▸ Task goal
Can you output the material exactly as written, minus any pictures it holds?

▸ Exercise input

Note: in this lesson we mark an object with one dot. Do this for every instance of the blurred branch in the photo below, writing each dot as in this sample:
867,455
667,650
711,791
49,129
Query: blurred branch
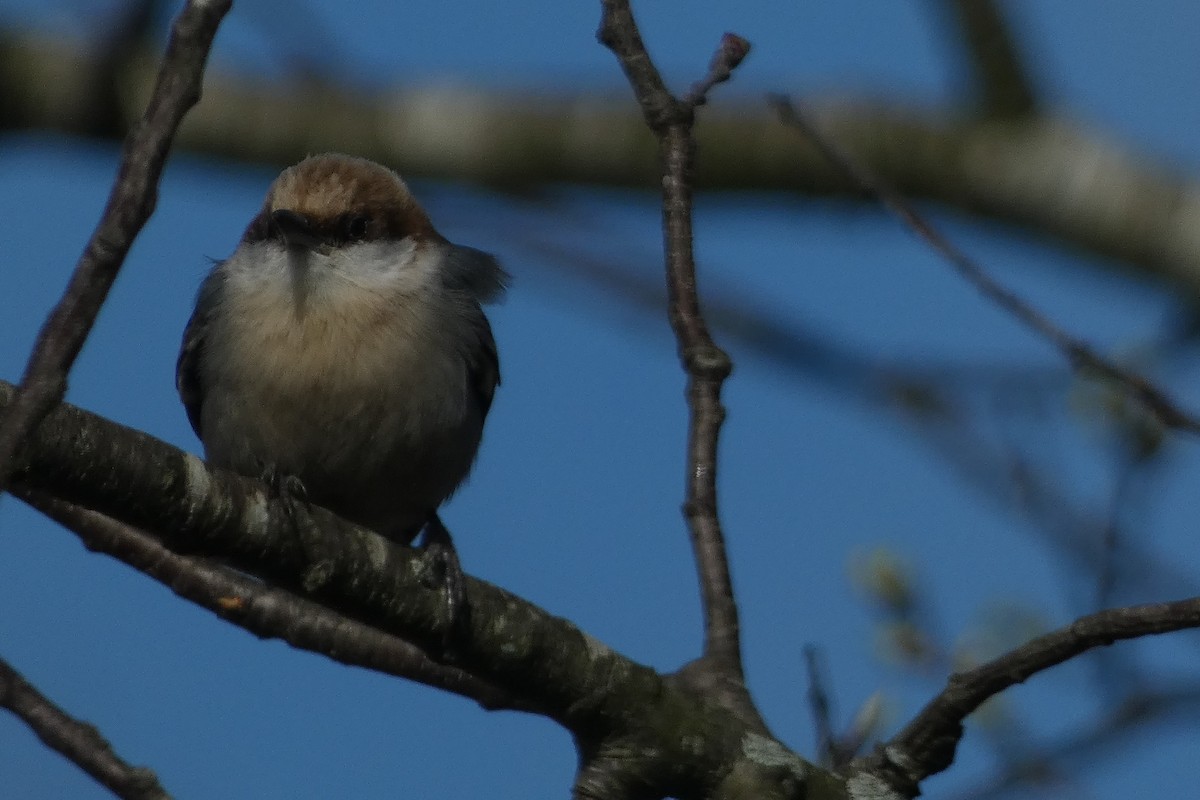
935,401
706,365
1111,731
130,204
265,611
1047,174
1001,82
1078,353
78,741
927,745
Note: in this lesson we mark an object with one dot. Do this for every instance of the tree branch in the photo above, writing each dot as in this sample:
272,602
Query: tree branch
925,746
1078,353
78,741
1001,80
130,204
706,365
1048,174
688,739
265,611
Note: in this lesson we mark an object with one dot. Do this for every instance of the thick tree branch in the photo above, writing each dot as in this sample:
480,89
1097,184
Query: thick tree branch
927,745
130,205
265,611
681,741
78,741
1077,352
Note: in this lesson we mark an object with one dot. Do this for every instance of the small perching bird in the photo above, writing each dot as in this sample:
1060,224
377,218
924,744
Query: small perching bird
343,344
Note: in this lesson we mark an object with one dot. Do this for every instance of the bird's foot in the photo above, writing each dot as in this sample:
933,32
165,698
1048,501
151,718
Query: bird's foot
291,492
443,570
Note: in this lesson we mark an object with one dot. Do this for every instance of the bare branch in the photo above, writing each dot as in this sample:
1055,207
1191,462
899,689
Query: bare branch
130,204
1079,354
78,741
265,611
1000,77
925,746
706,365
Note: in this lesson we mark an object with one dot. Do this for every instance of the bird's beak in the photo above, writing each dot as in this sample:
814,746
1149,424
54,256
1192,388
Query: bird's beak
297,229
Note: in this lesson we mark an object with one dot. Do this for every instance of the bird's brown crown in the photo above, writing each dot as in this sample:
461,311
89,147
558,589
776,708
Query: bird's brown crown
330,188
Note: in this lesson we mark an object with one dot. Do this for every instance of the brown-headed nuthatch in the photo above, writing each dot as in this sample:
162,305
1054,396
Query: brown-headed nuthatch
343,344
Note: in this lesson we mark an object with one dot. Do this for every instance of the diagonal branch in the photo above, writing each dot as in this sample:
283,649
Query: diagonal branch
1077,352
78,741
130,205
612,705
706,365
267,611
925,746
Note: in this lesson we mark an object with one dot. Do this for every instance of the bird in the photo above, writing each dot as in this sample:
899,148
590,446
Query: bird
343,347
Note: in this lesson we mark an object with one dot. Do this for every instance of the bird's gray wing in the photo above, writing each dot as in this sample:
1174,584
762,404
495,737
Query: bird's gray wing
187,368
485,367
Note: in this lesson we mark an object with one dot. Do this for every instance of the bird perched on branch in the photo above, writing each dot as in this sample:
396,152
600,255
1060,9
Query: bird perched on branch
342,344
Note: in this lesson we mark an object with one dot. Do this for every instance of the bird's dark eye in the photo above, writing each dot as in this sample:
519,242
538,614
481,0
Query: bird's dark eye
357,227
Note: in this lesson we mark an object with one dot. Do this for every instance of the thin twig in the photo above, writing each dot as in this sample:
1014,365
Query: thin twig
819,705
1078,353
1001,79
130,205
925,746
267,611
706,365
78,741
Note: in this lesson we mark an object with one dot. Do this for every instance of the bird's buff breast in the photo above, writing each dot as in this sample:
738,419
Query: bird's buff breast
342,370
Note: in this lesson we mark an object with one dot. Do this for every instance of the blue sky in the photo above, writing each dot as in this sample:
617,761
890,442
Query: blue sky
574,503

▸ Result of this task
Note: in this lesson we mark an object with one dot. Do this for every instance of the blurred branch in the photo below, writing each dot as in this sample:
867,455
667,650
711,791
49,129
Query: blurred branch
935,401
706,365
1111,731
130,204
265,611
1047,174
1001,82
1078,353
78,741
927,745
Note: in this lesson we mark an object with one dot. Do this for every instance of the tree branch in the photo above, writing each dot as in this sample:
272,602
Query: tree branch
925,746
1078,353
78,741
1001,80
130,204
706,365
1048,174
688,739
265,611
Note: in this lesson we mark an object with one dot. Do this for every instance of the thick tree branch in the photo above, writing each dot as in this sample:
480,89
1097,184
Query: thick tree branch
927,745
130,205
265,611
681,741
78,741
1077,352
Note: in this lesson we mark an object with one dot. Do this for every instance of the small perching bird in the photo above, writing each dot as in this sample:
1060,224
377,218
924,744
Query: small perching bird
343,344
Note: in this lesson we mark an object with one dot. Do this for every instance of the bird's foot in the photo above, writing each dot as in this sample:
933,32
165,698
1048,501
151,718
Query: bird's foot
291,492
443,570
Note: in this lesson we mark an object with one dot. Do this for every instance of the bare branch in the photo above, writing each dot as in this sample:
1055,207
1191,462
899,689
Query: bare branch
130,204
1079,354
78,741
265,611
1000,77
925,746
706,365
Note: in this lesson we mark an object with one dot. Do this for every instance of the bird's beak in the photo above, writing each dot as in this sample:
814,746
1149,424
54,256
1192,388
Query: bird's beak
297,229
Note: in this lesson we mark an object with one dot. Do this for every instance of the bird's brown crown in the photo above, writing each dot as in this sample:
461,311
89,147
558,589
776,708
Query: bird's brown crown
330,188
Note: in this lesson we mark an object with one dot. Do this for every instance of the brown-headed nuthatch in the photo above, writing each dot as in this sample:
162,305
1054,396
Query: brown-headed nuthatch
343,344
Note: in this lesson we mark an object with one dot. Do this for every instance of the diagonal branch in the photo above, writing each dot as in this sample:
283,649
Query: diagonal branch
1077,352
78,741
130,205
612,705
706,365
267,611
925,746
Note: in this lesson we mark an object with one dot. Do this for every instance of the bird in the photo above, writing each dot as in this sample:
899,148
590,446
Query: bird
343,347
Note: in this lesson we mark an object with one dot. Do this for every instance of the bird's gray wing in the photo above, writing each dot as in this sample:
1174,584
762,404
495,737
Query: bird's gray wing
187,368
485,367
Note: in this lesson we mark an object with one dot. Do this for every instance of the bird perched on branch in the photo above, writing each dot as in this sample:
396,152
600,255
1060,9
Query: bird perched on branch
342,344
Note: in this lesson we mark an object with one dot. Do this for every instance of the bird's dark eye in the photo above, writing each dot as in this sample:
519,242
538,614
481,0
Query: bird's dark eye
357,227
Note: in this lesson we mark an object with one dot. Do this for every instance of the thin twig in the photo above, writing each dot as in this sample:
1014,365
Query: thin twig
819,705
1078,353
1001,79
130,205
925,746
267,611
706,365
78,741
Note: in this lesson we mark an object with one dot. Do this for every instance of the bird's buff breast in the photo above, writing each dot as in this sample:
738,419
Query: bird's buff breast
342,370
Note: in this lesson we mark an object with one dot. Do this for every instance of the blue sky in the photo above, writing each dot as in this sample:
617,761
890,442
Query: blue sky
574,503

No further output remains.